Copy everything in the data below exactly except the pictures.
--- Start Data for this task ---
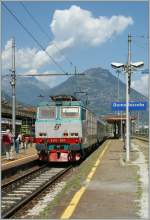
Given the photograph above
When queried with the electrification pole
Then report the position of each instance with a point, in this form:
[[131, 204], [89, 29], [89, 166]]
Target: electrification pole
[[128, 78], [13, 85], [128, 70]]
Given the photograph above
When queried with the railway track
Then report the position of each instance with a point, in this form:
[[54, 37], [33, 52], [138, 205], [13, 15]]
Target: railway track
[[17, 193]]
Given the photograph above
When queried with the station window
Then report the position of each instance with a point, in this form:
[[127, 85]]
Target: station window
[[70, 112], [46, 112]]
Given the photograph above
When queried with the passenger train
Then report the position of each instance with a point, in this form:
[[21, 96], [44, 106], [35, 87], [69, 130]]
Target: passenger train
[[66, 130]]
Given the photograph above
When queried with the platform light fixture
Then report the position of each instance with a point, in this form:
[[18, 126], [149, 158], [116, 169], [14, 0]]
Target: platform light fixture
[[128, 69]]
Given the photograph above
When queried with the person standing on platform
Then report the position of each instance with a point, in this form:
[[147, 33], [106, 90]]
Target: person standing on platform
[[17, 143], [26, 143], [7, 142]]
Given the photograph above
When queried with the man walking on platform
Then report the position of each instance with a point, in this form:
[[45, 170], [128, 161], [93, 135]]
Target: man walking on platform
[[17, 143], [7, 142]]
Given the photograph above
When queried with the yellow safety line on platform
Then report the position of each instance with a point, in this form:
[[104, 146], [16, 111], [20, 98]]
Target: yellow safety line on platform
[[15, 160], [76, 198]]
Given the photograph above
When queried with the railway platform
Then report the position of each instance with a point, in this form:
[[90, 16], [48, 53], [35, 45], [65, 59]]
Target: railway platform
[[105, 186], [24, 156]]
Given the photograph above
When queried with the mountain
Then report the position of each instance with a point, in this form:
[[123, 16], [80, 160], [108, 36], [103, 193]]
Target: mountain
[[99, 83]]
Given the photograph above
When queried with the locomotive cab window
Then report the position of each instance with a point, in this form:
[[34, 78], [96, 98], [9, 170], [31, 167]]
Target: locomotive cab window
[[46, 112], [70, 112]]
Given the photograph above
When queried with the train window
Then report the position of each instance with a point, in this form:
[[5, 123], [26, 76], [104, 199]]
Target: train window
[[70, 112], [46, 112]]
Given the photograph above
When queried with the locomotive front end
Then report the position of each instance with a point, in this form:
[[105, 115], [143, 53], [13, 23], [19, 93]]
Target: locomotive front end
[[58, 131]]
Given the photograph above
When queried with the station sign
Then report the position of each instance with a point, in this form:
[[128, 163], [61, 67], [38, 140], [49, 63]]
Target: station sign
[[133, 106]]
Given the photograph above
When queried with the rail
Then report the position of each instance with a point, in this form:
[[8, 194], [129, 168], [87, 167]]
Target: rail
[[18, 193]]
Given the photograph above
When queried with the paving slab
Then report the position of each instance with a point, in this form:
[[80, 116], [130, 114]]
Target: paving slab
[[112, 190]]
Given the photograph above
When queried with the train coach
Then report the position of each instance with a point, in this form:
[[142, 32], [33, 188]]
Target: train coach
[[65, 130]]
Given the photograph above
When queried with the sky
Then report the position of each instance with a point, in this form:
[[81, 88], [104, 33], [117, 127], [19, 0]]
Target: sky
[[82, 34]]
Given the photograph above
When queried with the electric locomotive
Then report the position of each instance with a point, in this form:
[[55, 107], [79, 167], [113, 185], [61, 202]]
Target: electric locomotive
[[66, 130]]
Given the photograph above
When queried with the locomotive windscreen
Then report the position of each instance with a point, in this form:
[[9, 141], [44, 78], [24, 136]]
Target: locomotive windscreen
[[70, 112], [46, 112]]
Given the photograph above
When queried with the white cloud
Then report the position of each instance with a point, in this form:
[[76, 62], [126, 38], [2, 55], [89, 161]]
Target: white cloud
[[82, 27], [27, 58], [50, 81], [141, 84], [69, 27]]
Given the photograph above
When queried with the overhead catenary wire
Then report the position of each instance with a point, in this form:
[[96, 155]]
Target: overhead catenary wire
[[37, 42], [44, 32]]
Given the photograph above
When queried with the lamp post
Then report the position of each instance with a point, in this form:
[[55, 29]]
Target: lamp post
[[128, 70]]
--- End Data for this task ---
Correct response:
Given the photograph above
When queried with the electrification pole
Then report the position of each instance with a point, in this form:
[[131, 204], [89, 29], [89, 166]]
Target: electrification pole
[[128, 78], [13, 85], [128, 70]]
Given the photograph above
When queried with the railway track
Then report the position of each instance with a point, in this form:
[[54, 37], [33, 52], [138, 205], [13, 15]]
Target: railway track
[[17, 193]]
Given the photograph above
When queried with the station window
Then report the position of each instance with a point, in this form:
[[127, 85]]
Target: station window
[[70, 112], [46, 112]]
Given the photograph above
When queried with the passenger train
Then report the position of each instance with a point, in this form:
[[21, 96], [44, 106], [35, 87], [69, 130]]
Target: passenger train
[[66, 130]]
Given the photograph above
When queried with the platform light fixture
Then report the position of each instance with a point, in this form:
[[18, 126], [149, 158], [116, 169], [14, 0]]
Target: platform light fixture
[[128, 69]]
Given the photograph above
When queried with the person standing on platform
Then report the position of each instance with a point, in this form:
[[147, 33], [106, 90]]
Target: person standing on platform
[[17, 143], [26, 143], [7, 142]]
Given the photograph above
When queried with the man walking on platform
Then report the position of each instance with a point, in this form:
[[45, 170], [128, 161], [93, 135]]
Target: man walking on platform
[[17, 143], [7, 142]]
Given the photograph above
When queried with the yellow safety line on platform
Then report the position of each instance with a point, in this form:
[[104, 146], [16, 111], [20, 98]]
Target: yellow safety line on platform
[[15, 160], [76, 198]]
Given the photograph above
When queried with the railway platform
Then report the position of each instance with a point, in this form:
[[90, 16], [48, 53], [35, 45], [65, 59]]
Target: railway platform
[[105, 186], [24, 156]]
Given the photograph above
When queried with the mountain
Then report the position of each instance with a point, in this form:
[[123, 16], [80, 160], [108, 36], [103, 193]]
Target: mountain
[[99, 83]]
Given the photograph above
When queried with the locomotive cab window
Then report the position of each instance with a point, in this form:
[[34, 78], [96, 98], [9, 170], [31, 167]]
Target: locomotive cab window
[[46, 112], [70, 112]]
Given the photograph above
When queried with the train window
Then report the position of each instance with a point, in this form:
[[5, 123], [26, 76], [104, 199]]
Target: train window
[[70, 112], [46, 112]]
Given the photograph above
When queried with the locomotive front end
Then report the position of each instance with a point, in this form:
[[105, 115], [143, 53], [13, 23], [19, 93]]
Target: locomotive front end
[[58, 131]]
Given the photograph above
When queried with the station sign
Then report the position of each instance with a point, in this form:
[[128, 163], [61, 67], [38, 140], [49, 63]]
Target: station sign
[[133, 106]]
Given the photograph above
When queried with the rail
Then report the position of each instance with a point, in this form:
[[8, 194], [129, 168], [87, 167]]
Target: rail
[[18, 193]]
Given the photograph above
When queried with the paving slab
Then report the position of each instance with a point, in this form:
[[80, 116], [130, 114]]
Target: paving slab
[[112, 190]]
Given the photograph above
When queried with the train coach
Then report the position of each instance with a point, in this form:
[[142, 32], [33, 188]]
Target: train coach
[[65, 130]]
Given the photograph above
When queried with the sky
Then report the position of each instance with a point, in this form:
[[81, 88], [104, 33], [117, 127], [19, 0]]
Target: sky
[[82, 34]]
Given the photograph above
When queried with the electric locomotive
Then report the position of each instance with a point, in this form:
[[55, 107], [79, 167], [113, 185], [61, 202]]
Target: electric locomotive
[[66, 130]]
Given the photograph above
When queried with the locomotive windscreen
Then report the position of each instance with a point, in this form:
[[9, 141], [44, 78], [24, 136]]
Target: locomotive windscreen
[[70, 112], [46, 112]]
Given the photograph above
When queried with the white cloud
Then report the position of each instance with a point, in this form:
[[76, 62], [126, 38], [2, 55], [89, 161]]
Target: white cloud
[[82, 27], [27, 58], [50, 81], [141, 84], [69, 27]]
Given the photograph above
When queried with the overhead catenary wire
Then report the position of each instance with a point, in this form:
[[96, 155]]
Target: overhead catenary wire
[[37, 42], [44, 32]]
Given the photograph above
When queried with the lamp post
Then report the position of each instance with a point, in this form:
[[55, 29]]
Target: lamp post
[[128, 70]]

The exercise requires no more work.